_Required task_.
Write out all the lines below as a JSON list of strings, one string per line, leaving out any blank lines.

_Supplied records_.
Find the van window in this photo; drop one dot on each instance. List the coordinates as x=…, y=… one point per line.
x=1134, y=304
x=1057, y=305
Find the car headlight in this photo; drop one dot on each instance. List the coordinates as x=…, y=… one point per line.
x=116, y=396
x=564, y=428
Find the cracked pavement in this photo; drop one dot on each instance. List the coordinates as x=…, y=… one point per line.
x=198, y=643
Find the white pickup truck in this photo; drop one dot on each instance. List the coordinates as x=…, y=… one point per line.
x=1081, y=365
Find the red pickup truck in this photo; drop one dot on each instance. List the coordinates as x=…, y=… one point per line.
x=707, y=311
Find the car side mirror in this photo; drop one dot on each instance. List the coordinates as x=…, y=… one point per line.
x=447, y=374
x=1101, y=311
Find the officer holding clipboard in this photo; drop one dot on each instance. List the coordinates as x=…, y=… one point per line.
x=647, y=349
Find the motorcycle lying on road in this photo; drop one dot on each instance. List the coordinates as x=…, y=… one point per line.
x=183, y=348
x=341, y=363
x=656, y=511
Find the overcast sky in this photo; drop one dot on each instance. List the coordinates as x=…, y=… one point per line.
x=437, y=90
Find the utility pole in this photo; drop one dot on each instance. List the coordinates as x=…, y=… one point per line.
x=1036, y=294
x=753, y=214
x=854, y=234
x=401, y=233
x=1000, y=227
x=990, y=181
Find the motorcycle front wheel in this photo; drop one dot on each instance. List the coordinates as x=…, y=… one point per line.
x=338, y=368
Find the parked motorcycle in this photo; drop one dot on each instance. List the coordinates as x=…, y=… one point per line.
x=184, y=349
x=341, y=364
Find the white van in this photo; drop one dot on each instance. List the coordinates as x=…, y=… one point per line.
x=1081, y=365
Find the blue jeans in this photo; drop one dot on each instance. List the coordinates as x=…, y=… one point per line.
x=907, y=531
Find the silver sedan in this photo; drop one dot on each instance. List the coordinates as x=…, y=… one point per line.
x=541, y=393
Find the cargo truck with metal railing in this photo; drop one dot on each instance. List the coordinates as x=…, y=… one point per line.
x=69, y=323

_Response for this exercise_.
[
  "Find the van window in this photo; drop one dot on each instance. List the coordinates as x=…, y=… one point per line.",
  "x=1134, y=304",
  "x=1057, y=305",
  "Find the car headlight in this photo; drop one dot on each instance. List the coordinates as x=…, y=… one point per line.",
  "x=116, y=396",
  "x=564, y=428",
  "Find the cracked pavement in this photo; drop one dot on each instance. List the coordinates as x=…, y=… one point per line.",
  "x=198, y=643",
  "Find the white pickup truck in this photo; drop one dot on each instance. List the coordinates as x=…, y=… one point per line.",
  "x=1081, y=365",
  "Find the red pickup truck in this photo; drop one dot on each instance. List the coordinates as x=…, y=… one point per line.",
  "x=707, y=311",
  "Find the car side mirror in this photo; drop one dot on each instance. List the coordinates as x=…, y=… one point per line.",
  "x=447, y=374",
  "x=1101, y=311",
  "Find the officer holding clipboard in this photo; drop one dot on each instance. List the coordinates as x=…, y=… one point per line.",
  "x=647, y=349",
  "Find the motorcycle lying on road in this photo; drop one dot on each instance. List the coordinates as x=…, y=… one point per line.",
  "x=183, y=348",
  "x=341, y=363",
  "x=656, y=511",
  "Find the overcast sky in this photo; drop one dot on each instance. List the coordinates as x=…, y=… one point per line.",
  "x=437, y=90",
  "Find the utility pole in this photo; drop one dot on each instance. List the coordinates as x=…, y=… one point per line.",
  "x=1036, y=294",
  "x=753, y=214",
  "x=854, y=234",
  "x=401, y=233",
  "x=1000, y=227",
  "x=990, y=181",
  "Find the motorcycle front wheel in this photo; drop one dot on each instance. List the coordinates as x=…, y=… one point per line.",
  "x=338, y=368",
  "Find the parked motorcycle in this photo; drop one dot on each instance. List the coordinates as x=…, y=… one point per line.",
  "x=184, y=349",
  "x=341, y=364",
  "Find the white van in this photo; drop one dot on each instance. List the coordinates as x=…, y=… one point per line.",
  "x=1081, y=365",
  "Find the blue jeans in this photo; drop one dot on each instance. List the coordinates as x=…, y=… one point per line.",
  "x=907, y=531",
  "Find the silver sedan in this photo; drop one dot on each instance. List the coordinates as x=…, y=… one point per line.",
  "x=541, y=393",
  "Find the cargo truck with metal railing in this photo; drop one dot on each instance. List the coordinates as x=…, y=… one point per line.",
  "x=69, y=323"
]